= Your task =
Render every line of the listing below as a Markdown table with the columns Row and Text. Number each row and skip any blank lines.

[Collected data]

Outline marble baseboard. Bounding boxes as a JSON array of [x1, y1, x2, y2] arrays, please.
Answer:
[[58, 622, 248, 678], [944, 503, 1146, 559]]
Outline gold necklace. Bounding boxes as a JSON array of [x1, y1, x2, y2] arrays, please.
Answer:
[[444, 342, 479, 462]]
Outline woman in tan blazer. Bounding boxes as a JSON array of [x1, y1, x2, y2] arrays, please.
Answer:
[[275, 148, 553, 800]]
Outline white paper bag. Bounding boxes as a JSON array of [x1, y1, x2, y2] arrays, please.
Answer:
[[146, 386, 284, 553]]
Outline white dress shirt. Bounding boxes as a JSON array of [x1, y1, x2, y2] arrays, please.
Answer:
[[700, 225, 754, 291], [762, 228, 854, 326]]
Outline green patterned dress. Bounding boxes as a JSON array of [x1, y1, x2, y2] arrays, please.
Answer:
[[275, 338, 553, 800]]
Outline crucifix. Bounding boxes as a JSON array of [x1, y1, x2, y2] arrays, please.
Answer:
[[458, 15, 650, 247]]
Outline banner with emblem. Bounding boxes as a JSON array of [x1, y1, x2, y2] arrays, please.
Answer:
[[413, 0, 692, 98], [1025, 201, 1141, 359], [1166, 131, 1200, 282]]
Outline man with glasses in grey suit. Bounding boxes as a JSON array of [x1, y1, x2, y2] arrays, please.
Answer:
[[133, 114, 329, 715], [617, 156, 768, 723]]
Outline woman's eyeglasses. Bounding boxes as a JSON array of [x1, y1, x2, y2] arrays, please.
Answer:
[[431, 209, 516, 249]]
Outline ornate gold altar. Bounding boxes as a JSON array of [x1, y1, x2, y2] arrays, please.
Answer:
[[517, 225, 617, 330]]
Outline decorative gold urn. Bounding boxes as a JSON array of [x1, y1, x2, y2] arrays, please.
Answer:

= Answer to the exercise =
| Row | Text |
|---|---|
| 1 | Outline marble baseboard. Bounding boxes as a JSON array of [x1, y1, x2, y2] arrays, please. |
| 2 | Answer: |
| 3 | [[58, 622, 248, 678], [944, 503, 1146, 559]] |
| 4 | Outline gold necklace. Bounding boxes as a JSON array of [x1, y1, x2, y2] arrays, please. |
| 5 | Answer: |
| 6 | [[444, 342, 479, 462]] |
| 7 | Outline woman in tan blazer. Bounding boxes as a JSON array of [x1, y1, x2, y2] arrays, please. |
| 8 | Answer: |
| 9 | [[275, 148, 553, 800]] |
| 10 | Outline white paper bag. Bounding boxes as a JSON array of [x1, y1, x2, y2] arrays, please. |
| 11 | Answer: |
| 12 | [[146, 386, 284, 553]] |
| 13 | Outline white dress shirt. Bounding boxes as a JSON array of [x1, y1, x2, y2] arrays, please. |
| 14 | Answer: |
| 15 | [[700, 225, 754, 291], [762, 228, 854, 326]] |
| 16 | Outline green patterned dress. Bounding boxes as a JSON array of [x1, y1, x2, y2] arrays, please. |
| 17 | Answer: |
| 18 | [[275, 338, 553, 800]] |
| 19 | Outline crucifix. Bounding boxes as a JSON array of [x1, y1, x2, y2] arrays, please. |
| 20 | Answer: |
| 21 | [[458, 15, 650, 247]] |
| 22 | Outline banner with emblem. Bounding boxes as a JSON array of [x1, y1, x2, y2] arrays, please. |
| 23 | Answer: |
| 24 | [[413, 0, 692, 98], [1025, 201, 1141, 359], [1166, 131, 1200, 282]] |
| 25 | Outline man with glasses in grey suit. Bounding boxes as a JSON array of [x1, y1, x2, y2] arrays, please. |
| 26 | Answer: |
| 27 | [[133, 114, 329, 715], [617, 156, 768, 723]] |
| 28 | Outline woman's eyeglasses. Bounding boxes as a JSON array of [x1, y1, x2, y2] arrays, please. |
| 29 | Answer: |
| 30 | [[431, 209, 516, 249]] |
| 31 | Outline ornate gold altar. Bounding boxes as a JSON array of [x1, y1, x2, y2] arrays, please. |
| 32 | Answer: |
| 33 | [[517, 225, 617, 330]] |
| 34 | Outline decorative gold urn. Bounding boxes as a JSON array of [x1, y1, x2, y2] arrays, please. |
| 35 | Answer: |